LISTED ENTRIES:
* * * * *
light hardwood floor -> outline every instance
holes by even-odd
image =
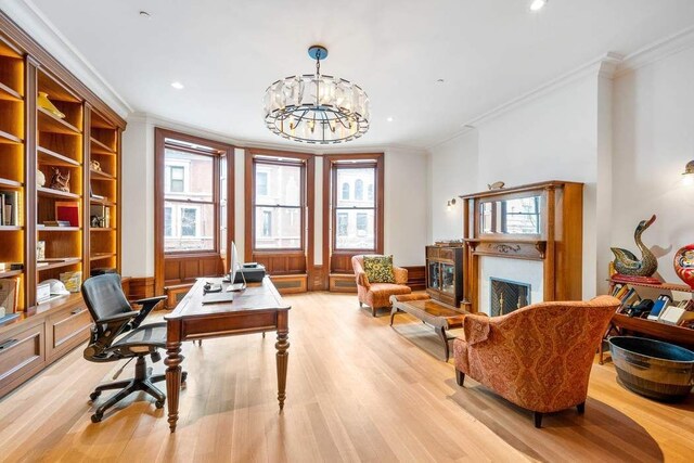
[[[694,400],[665,406],[595,364],[586,414],[531,414],[466,380],[430,329],[402,314],[388,326],[356,296],[286,297],[287,401],[278,413],[274,336],[184,346],[180,421],[132,396],[100,424],[88,395],[120,364],[77,349],[0,401],[0,461],[692,461]],[[155,316],[155,317],[160,317]],[[163,362],[155,364],[163,371]],[[132,374],[132,363],[121,377]],[[164,388],[164,385],[162,384]],[[105,395],[105,397],[107,397]],[[100,399],[100,400],[103,400]]]

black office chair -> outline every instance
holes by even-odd
[[[158,348],[166,348],[166,322],[151,323],[140,326],[152,309],[166,296],[149,297],[136,300],[141,305],[140,311],[133,311],[126,299],[120,286],[120,275],[107,273],[92,276],[82,284],[82,297],[94,320],[91,338],[85,349],[85,359],[92,362],[113,362],[121,359],[133,359],[134,377],[98,386],[89,396],[97,400],[103,390],[120,389],[106,400],[91,416],[93,423],[99,423],[104,412],[130,394],[143,390],[156,399],[157,409],[164,407],[166,396],[154,383],[165,380],[165,375],[152,375],[152,369],[146,366],[145,357],[151,356],[153,362],[162,359]],[[127,364],[127,363],[126,363]],[[183,372],[182,381],[187,373]]]

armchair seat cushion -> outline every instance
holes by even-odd
[[[372,283],[367,294],[365,304],[370,307],[390,307],[390,296],[410,294],[410,286],[394,283]]]

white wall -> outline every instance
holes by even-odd
[[[659,257],[661,278],[678,283],[673,254],[694,243],[694,187],[681,176],[694,159],[693,82],[689,48],[614,85],[613,244],[637,252],[633,230],[655,214],[643,241]]]
[[[154,275],[154,127],[168,128],[211,140],[232,143],[216,133],[168,120],[136,114],[128,119],[123,137],[123,274]],[[234,153],[235,233],[241,260],[244,256],[244,162],[245,151]],[[322,158],[316,163],[316,263],[322,256]],[[426,208],[427,153],[402,149],[385,150],[385,252],[399,266],[424,265],[428,224]]]
[[[430,150],[432,237],[460,237],[462,207],[445,211],[447,200],[487,189],[545,180],[583,182],[583,295],[595,294],[597,73],[537,95],[476,129]],[[439,178],[442,181],[439,184]],[[455,234],[454,234],[455,233]],[[447,234],[449,236],[442,236]]]

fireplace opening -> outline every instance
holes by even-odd
[[[530,285],[490,278],[490,316],[505,316],[530,304]]]

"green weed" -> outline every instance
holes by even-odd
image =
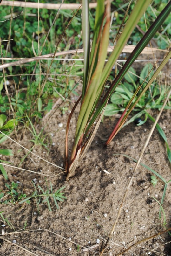
[[[62,187],[58,189],[57,191],[54,192],[53,191],[52,186],[51,182],[50,182],[49,188],[48,186],[47,182],[46,182],[47,190],[46,191],[44,191],[42,188],[39,185],[37,186],[39,189],[39,190],[38,191],[35,184],[33,182],[33,184],[34,186],[35,191],[32,195],[30,197],[27,197],[25,199],[20,201],[19,202],[19,204],[21,204],[27,202],[28,200],[30,201],[32,198],[34,198],[36,201],[39,213],[40,212],[39,205],[41,202],[42,204],[43,204],[45,202],[46,202],[49,211],[51,211],[52,209],[49,200],[50,198],[51,198],[53,200],[57,209],[59,209],[59,208],[57,201],[63,202],[64,199],[67,199],[67,197],[66,197],[63,195],[64,193],[61,193],[61,192],[62,190],[65,188],[65,186]],[[41,193],[42,193],[41,194]],[[42,198],[43,197],[45,198],[44,199],[41,201]]]

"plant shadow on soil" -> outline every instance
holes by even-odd
[[[153,112],[154,117],[157,113]],[[49,120],[43,120],[42,125],[47,124],[45,131],[51,136],[51,142],[48,146],[49,153],[40,146],[35,146],[34,152],[50,162],[62,166],[63,161],[65,124],[68,117],[67,114],[61,114],[59,110]],[[71,124],[69,140],[72,143],[76,117],[74,117]],[[164,129],[169,145],[171,145],[170,124],[170,113],[165,111],[159,123]],[[57,210],[52,200],[50,202],[52,211],[49,211],[46,203],[39,204],[40,216],[35,200],[31,200],[30,204],[22,207],[18,204],[1,205],[1,211],[4,215],[9,215],[9,220],[16,231],[23,228],[27,221],[26,231],[28,232],[16,234],[7,235],[5,238],[10,241],[15,239],[17,244],[36,255],[44,256],[48,253],[54,255],[98,255],[104,246],[115,219],[135,163],[129,158],[120,155],[125,154],[138,159],[142,146],[152,124],[150,121],[141,126],[132,123],[124,127],[118,133],[110,145],[103,148],[107,138],[106,131],[112,130],[115,119],[104,118],[85,158],[77,168],[75,176],[68,182],[65,175],[61,174],[55,177],[46,176],[49,184],[50,181],[54,191],[64,185],[63,192],[67,199],[59,202]],[[60,127],[59,123],[63,124]],[[109,130],[109,132],[108,132]],[[11,135],[11,136],[14,136]],[[30,135],[25,133],[22,145],[27,148],[33,145],[29,141]],[[52,143],[55,143],[52,144]],[[53,146],[53,145],[54,145]],[[19,146],[9,140],[2,147],[12,149],[14,157],[4,157],[6,161],[14,161],[17,166],[21,159],[26,152],[24,150],[19,153]],[[155,130],[146,149],[141,162],[155,170],[167,181],[170,179],[170,164],[167,158],[164,143]],[[29,154],[22,164],[24,169],[52,176],[59,173],[61,169]],[[31,181],[36,179],[37,183],[46,190],[44,177],[38,174],[21,171],[6,167],[9,183],[19,181],[20,188],[27,195],[31,194],[34,187]],[[110,173],[108,174],[104,170]],[[154,187],[150,183],[150,171],[140,165],[135,174],[133,183],[127,198],[115,232],[109,242],[104,255],[115,255],[126,248],[145,237],[150,236],[164,229],[162,225],[163,218],[159,219],[159,206],[152,197],[160,201],[163,193],[164,184],[159,180]],[[5,189],[5,182],[0,175],[1,189]],[[171,226],[169,210],[171,204],[170,185],[168,184],[163,204],[166,215],[167,227]],[[39,216],[39,217],[40,217]],[[46,229],[39,231],[30,230]],[[11,232],[7,225],[4,229],[5,232]],[[53,232],[52,233],[51,232]],[[59,235],[69,239],[65,239]],[[99,246],[94,251],[83,252],[81,246],[85,247],[97,243]],[[70,239],[71,239],[70,240]],[[127,255],[145,255],[151,252],[150,255],[160,253],[170,255],[170,237],[167,233],[161,237],[156,237],[152,240],[133,247]],[[79,248],[72,243],[80,245]],[[29,253],[18,248],[15,245],[1,241],[0,255],[15,256],[27,255]],[[109,253],[110,254],[109,254]],[[169,254],[170,253],[170,254]]]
* * * * *
Your task is to set down the records shown above exactly, minus any pictures.

light hardwood floor -> outline every instance
holes by even-odd
image =
[[[694,400],[665,406],[595,364],[586,414],[531,414],[466,380],[430,329],[402,314],[388,326],[356,296],[286,297],[287,401],[278,413],[274,336],[184,346],[180,421],[132,396],[100,424],[88,395],[120,364],[77,349],[0,401],[0,461],[692,461]],[[155,316],[155,317],[160,317]],[[163,362],[155,364],[163,371]],[[132,374],[132,363],[121,377]],[[164,388],[164,385],[162,384]],[[105,395],[105,397],[107,397]],[[100,399],[100,400],[103,400]]]

black office chair -> outline every instance
holes by even-odd
[[[158,348],[166,348],[166,322],[151,323],[140,326],[152,309],[166,296],[149,297],[136,300],[141,305],[140,311],[133,311],[126,299],[120,286],[120,275],[107,273],[92,276],[82,284],[82,297],[94,320],[91,338],[85,349],[85,359],[92,362],[113,362],[121,359],[133,359],[134,377],[98,386],[89,396],[97,400],[103,390],[120,389],[106,400],[91,416],[93,423],[99,423],[104,412],[130,394],[143,390],[156,399],[157,409],[164,407],[166,396],[154,383],[165,380],[165,375],[152,375],[152,369],[146,366],[145,357],[151,356],[153,362],[162,359]],[[127,364],[127,363],[126,363]],[[183,372],[182,381],[187,373]]]

armchair seat cushion -> outline every instance
holes by even-odd
[[[372,283],[367,294],[365,304],[370,307],[390,307],[390,296],[410,294],[410,286],[394,283]]]

white wall -> outline every instance
holes by even-odd
[[[659,257],[661,278],[678,283],[673,254],[694,243],[694,187],[681,176],[694,159],[693,82],[689,48],[614,85],[613,244],[637,252],[633,230],[655,214],[643,241]]]
[[[154,275],[154,127],[168,128],[211,140],[232,143],[216,133],[168,120],[136,114],[128,119],[123,137],[123,274]],[[234,153],[235,233],[241,260],[244,256],[244,162],[245,151]],[[322,158],[316,163],[316,263],[322,256]],[[426,208],[427,153],[402,149],[385,150],[385,252],[399,266],[424,265],[428,224]]]
[[[430,150],[432,237],[460,237],[462,207],[445,211],[447,200],[487,189],[545,180],[583,182],[583,295],[595,294],[597,73],[537,95],[476,129]],[[439,178],[442,181],[439,184]],[[455,234],[454,234],[455,233]],[[447,234],[449,236],[442,236]]]

fireplace opening -> outline every instance
holes by even-odd
[[[530,285],[490,278],[490,316],[505,316],[530,304]]]

"green weed" -> outline every instance
holes by even-odd
image =
[[[62,187],[58,189],[57,191],[54,192],[53,191],[52,186],[51,182],[50,182],[49,188],[48,186],[47,182],[46,182],[47,190],[46,191],[44,191],[42,188],[39,185],[37,186],[39,189],[39,190],[38,191],[35,184],[33,182],[33,184],[34,186],[35,191],[32,195],[30,197],[27,197],[25,199],[20,201],[19,202],[19,204],[21,204],[27,202],[28,200],[30,201],[32,198],[34,198],[36,201],[39,213],[40,212],[39,205],[41,202],[42,204],[43,204],[45,202],[46,202],[49,211],[51,211],[52,209],[49,200],[50,198],[51,198],[53,200],[57,209],[59,209],[59,208],[57,201],[63,202],[64,199],[67,199],[67,197],[66,197],[63,195],[64,193],[61,193],[61,192],[62,190],[65,188],[65,186]],[[41,193],[42,193],[41,194]],[[42,198],[43,197],[45,198],[44,199],[41,201]]]

"plant shadow on soil" -> outline every instance
holes by even-odd
[[[153,112],[154,117],[157,113]],[[49,120],[43,120],[42,125],[47,124],[45,131],[51,136],[51,142],[48,146],[49,153],[40,146],[35,146],[34,152],[50,162],[62,166],[63,161],[65,124],[68,117],[67,114],[61,114],[59,110]],[[71,124],[69,140],[72,143],[76,117],[74,117]],[[164,129],[169,145],[171,145],[170,124],[170,113],[165,111],[159,123]],[[57,210],[52,200],[50,202],[52,211],[49,211],[46,203],[39,204],[40,216],[35,200],[31,200],[30,204],[22,207],[18,204],[1,205],[1,211],[4,215],[9,215],[9,220],[16,231],[23,228],[27,221],[26,231],[28,232],[16,234],[7,235],[5,238],[10,241],[15,239],[17,244],[36,255],[44,256],[48,253],[54,255],[98,255],[104,246],[115,219],[135,163],[129,158],[120,155],[125,154],[138,159],[142,146],[152,124],[150,121],[141,126],[132,123],[124,127],[118,133],[110,145],[103,148],[107,138],[106,131],[112,130],[115,119],[104,118],[85,158],[77,168],[75,176],[68,182],[65,175],[61,174],[55,177],[46,176],[49,184],[50,181],[54,191],[64,185],[63,192],[67,199],[59,202]],[[60,127],[59,123],[63,124]],[[109,130],[109,132],[108,132]],[[11,135],[11,136],[14,136]],[[30,135],[25,133],[22,145],[27,148],[33,145],[29,141]],[[52,143],[55,143],[52,144]],[[53,146],[53,145],[54,145]],[[19,146],[9,140],[2,147],[12,149],[14,157],[4,157],[6,161],[14,161],[17,166],[21,159],[26,152],[24,150],[19,153]],[[155,130],[146,149],[141,162],[155,170],[167,181],[170,179],[170,164],[167,158],[164,143]],[[29,154],[22,164],[24,169],[52,176],[59,173],[61,169]],[[31,181],[36,179],[37,183],[46,190],[44,177],[38,174],[21,171],[6,167],[9,183],[19,181],[20,188],[27,195],[31,194],[34,187]],[[110,173],[108,174],[104,170]],[[154,187],[150,183],[150,171],[140,165],[135,174],[133,183],[127,198],[115,232],[109,242],[104,255],[115,255],[126,248],[145,237],[150,236],[164,229],[162,225],[163,218],[159,219],[159,206],[152,197],[160,201],[163,193],[164,184],[159,180]],[[5,189],[5,182],[0,175],[1,189]],[[171,226],[169,210],[171,204],[170,185],[168,184],[163,204],[166,215],[167,227]],[[39,216],[39,217],[40,217]],[[46,229],[39,231],[30,230]],[[11,232],[7,225],[4,229],[5,232]],[[53,232],[52,233],[51,232]],[[59,235],[69,239],[65,239]],[[99,246],[94,251],[83,252],[81,246],[85,247],[97,243]],[[70,239],[71,239],[70,240]],[[127,255],[145,255],[151,252],[150,255],[160,253],[170,255],[170,237],[167,233],[161,237],[156,237],[152,240],[133,247]],[[79,248],[72,243],[80,245]],[[29,253],[18,248],[15,245],[1,241],[0,255],[15,256],[27,255]],[[109,253],[110,254],[109,254]],[[169,254],[170,253],[170,254]]]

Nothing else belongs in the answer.